2.6 | Naturschutzvereine

Eine wichtige Rolle im ehrenamtlichen Naturschutz spielen die Natur- und Umweltschutzvereine mit ihren über 700.000 Mitgliedern in Baden-Württemberg. Neben dem direkten Engagement für den Natur- und Umweltschutz und der Landschaftspflege leisten sie einen unverzichtbaren Beitrag für die gesellschaftliche Vermittlung und Akzeptanz des Natur- und Umweltschutzes und wirken als Antrieb einer nachhaltigen und zukunftsfähigen Entwicklung. Auch die Mitglieder des ehrenamtlichen Naturschutzdienstes werden sich in der Regel zu mindestens einem der regional und überregional tätigen Vereine (siehe Anhang IV) zugehörig fühlen.
Hilfreich für den Naturschutzdienst sind die großen fachlichen und gebietsbezogenen Kenntnisse der Vereine, zahlreiche unterstützende Veröffentlichungen, Seminare und Veranstaltungen sowie die Unterstützung durch Gleichgesinnte und der gegenseitige Austausch.

ANGEZEIGTE DATEN
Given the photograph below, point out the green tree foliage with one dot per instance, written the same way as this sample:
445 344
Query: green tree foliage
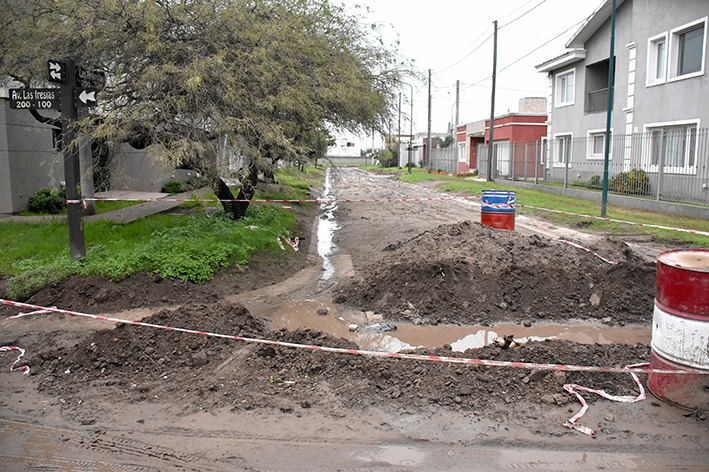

AUFGABEN
1. Wie viele Mitglieder haben die Natur- und Umweltschutzvereine in Baden-Württemberg laut dem Text über Naturschutzvereine?
2. Schreib den Text über Naturschutzvereine nach seinem letzten Satz weiter.

LÖSUNGEN
1. Über 700.000 Mitglieder.

2.
2.6.1 | Anerkannte Umwelt- und
Naturschutzvereinigungen

Wenn ein gemeinnütziger Verein (das Gesetz spricht von Vereinigung) bestimmten Kriterien entspricht, etwa der ideellen und nicht nur vorübergehenden Förderung vorwiegend der Ziele des Umweltschutzes, kann er nach § 3 Abs. 1 Umweltrechtsbehelfsgesetz (UmwRG) als Umweltschutzvereinigung und ggf. zusätzlich als Naturschutzvereinigung anerkannt werden. Jede anerkannte Naturschutzvereinigung ist damit zugleich eine anerkannte Umweltvereinigung (aber nicht umgekehrt). Mit der Anerkennung als Umweltvereinigung ist das Recht verbunden, in bestimmten Fällen Rechtsbehelfe (Widersprüche, Klagen) einzulegen (siehe Kap. 2.6.3).
Für eine Umweltvereinigung mit einem Tätigkeitsbereich, der nicht über das Gebiet des Landes Baden-Württemberg hinausgeht, wird die Anerkennung durch das Umweltministerium (UM) erteilt.
Für die Anerkennung als Naturschutzvereinigung wird zusätzlich geprüft, ob die Vereinigung im Schwerpunkt die Ziele des Naturschutzes und der Landschaftspflege fördert und, in diesem Fall, ob sie nach ihrer Satzung landesweit tätig ist. Als oberste Naturschutzbehörde erteilt das UM auch die Anerkennung als Naturschutzvereinigung. Sind die Voraussetzungen erfüllt bzw. ist die Vereinigung bereits nach dem § 67 NatSchG (alt) als Naturschutzverband anerkannt, eröffnen sich ihr die Mitwirkungsrechte nach § 63 BNatSchG und § 49 NatSchG sowie die Befugnis zu Rechtsbehelfen nach § 64 BNatSchG (siehe Kap. 2.6.3).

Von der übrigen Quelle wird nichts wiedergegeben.